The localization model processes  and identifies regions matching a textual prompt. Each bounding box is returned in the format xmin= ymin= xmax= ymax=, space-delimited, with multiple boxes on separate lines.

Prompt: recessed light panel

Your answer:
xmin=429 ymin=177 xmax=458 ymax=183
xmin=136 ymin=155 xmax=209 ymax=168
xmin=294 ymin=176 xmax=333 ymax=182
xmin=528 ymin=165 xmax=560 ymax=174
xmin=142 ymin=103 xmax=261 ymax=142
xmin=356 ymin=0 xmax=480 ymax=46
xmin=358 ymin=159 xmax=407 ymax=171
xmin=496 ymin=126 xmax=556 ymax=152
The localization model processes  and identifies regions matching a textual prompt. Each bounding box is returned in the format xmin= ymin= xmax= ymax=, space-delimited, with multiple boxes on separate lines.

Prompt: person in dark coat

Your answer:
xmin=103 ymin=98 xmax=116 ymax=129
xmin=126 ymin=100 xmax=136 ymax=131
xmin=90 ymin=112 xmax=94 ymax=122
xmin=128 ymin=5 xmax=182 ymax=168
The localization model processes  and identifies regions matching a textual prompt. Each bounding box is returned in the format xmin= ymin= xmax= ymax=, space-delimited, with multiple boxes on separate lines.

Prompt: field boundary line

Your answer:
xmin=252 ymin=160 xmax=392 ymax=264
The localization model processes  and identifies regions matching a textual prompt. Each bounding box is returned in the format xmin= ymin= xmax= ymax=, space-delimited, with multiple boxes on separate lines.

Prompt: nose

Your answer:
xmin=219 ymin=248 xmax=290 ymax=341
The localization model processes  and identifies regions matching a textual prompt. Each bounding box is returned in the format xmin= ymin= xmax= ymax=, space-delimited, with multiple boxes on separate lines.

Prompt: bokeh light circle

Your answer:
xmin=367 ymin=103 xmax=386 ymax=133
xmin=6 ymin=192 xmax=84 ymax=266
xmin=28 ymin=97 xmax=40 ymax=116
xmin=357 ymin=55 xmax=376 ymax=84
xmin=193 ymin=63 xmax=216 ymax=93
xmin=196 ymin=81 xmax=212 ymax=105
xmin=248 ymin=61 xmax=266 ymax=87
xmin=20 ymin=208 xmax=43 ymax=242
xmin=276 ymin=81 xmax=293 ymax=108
++++++
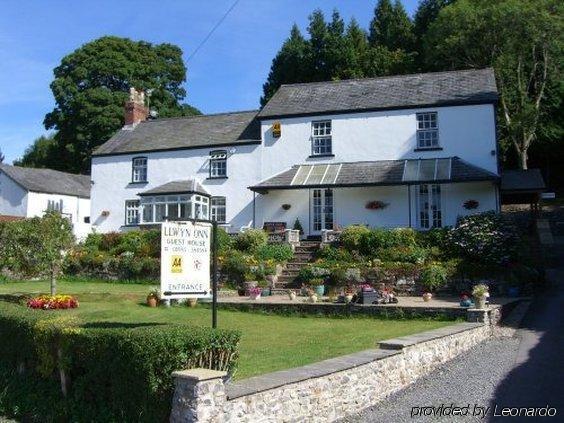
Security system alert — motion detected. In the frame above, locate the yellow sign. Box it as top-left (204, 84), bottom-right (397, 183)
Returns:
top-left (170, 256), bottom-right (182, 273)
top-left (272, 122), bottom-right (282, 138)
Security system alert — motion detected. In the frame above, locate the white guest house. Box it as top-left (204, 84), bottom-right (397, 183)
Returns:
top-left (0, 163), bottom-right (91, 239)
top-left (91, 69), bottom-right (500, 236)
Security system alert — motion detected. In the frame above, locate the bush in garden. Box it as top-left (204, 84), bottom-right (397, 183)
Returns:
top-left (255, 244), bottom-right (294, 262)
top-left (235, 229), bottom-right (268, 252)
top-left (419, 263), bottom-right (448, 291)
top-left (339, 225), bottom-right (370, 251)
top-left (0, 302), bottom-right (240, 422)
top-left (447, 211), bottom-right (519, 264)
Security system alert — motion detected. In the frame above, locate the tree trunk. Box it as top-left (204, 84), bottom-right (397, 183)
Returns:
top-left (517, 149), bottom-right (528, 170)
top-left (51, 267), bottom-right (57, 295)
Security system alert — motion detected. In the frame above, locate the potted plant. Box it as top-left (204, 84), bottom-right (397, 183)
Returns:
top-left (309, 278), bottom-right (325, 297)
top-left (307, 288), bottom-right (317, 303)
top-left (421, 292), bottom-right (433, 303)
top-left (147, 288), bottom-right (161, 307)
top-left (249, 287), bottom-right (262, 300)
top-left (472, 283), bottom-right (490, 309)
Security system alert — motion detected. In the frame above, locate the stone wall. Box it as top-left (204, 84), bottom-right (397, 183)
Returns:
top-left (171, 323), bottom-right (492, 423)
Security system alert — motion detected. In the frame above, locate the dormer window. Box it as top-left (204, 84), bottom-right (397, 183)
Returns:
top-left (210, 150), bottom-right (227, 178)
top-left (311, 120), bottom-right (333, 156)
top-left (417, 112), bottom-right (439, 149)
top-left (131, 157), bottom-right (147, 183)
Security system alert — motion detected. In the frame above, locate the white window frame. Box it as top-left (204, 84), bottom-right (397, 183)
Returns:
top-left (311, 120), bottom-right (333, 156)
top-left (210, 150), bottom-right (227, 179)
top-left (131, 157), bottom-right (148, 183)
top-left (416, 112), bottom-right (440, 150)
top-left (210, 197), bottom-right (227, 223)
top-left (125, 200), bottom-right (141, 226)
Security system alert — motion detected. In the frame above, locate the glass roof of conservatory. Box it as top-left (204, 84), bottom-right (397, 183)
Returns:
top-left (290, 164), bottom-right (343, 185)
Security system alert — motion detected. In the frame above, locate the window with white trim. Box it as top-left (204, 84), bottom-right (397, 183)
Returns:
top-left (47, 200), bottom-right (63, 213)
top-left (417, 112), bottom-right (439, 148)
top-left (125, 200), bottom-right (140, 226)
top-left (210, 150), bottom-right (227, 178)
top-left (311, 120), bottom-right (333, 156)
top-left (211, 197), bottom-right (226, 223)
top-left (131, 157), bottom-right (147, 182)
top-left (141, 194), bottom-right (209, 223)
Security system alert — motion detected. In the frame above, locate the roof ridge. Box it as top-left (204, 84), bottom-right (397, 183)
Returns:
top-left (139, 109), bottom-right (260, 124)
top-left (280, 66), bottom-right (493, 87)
++++++
Exercise brief. Copy the entries from the line containing "locate the yellow" through the line containing "top-left (272, 122), bottom-right (282, 138)", swapping "sign" for "placard" and leaving everything else the same.

The response.
Security system alert — motion detected. In the frame above, locate the yellow placard. Box it as top-left (204, 84), bottom-right (397, 183)
Returns:
top-left (170, 256), bottom-right (182, 273)
top-left (272, 122), bottom-right (282, 138)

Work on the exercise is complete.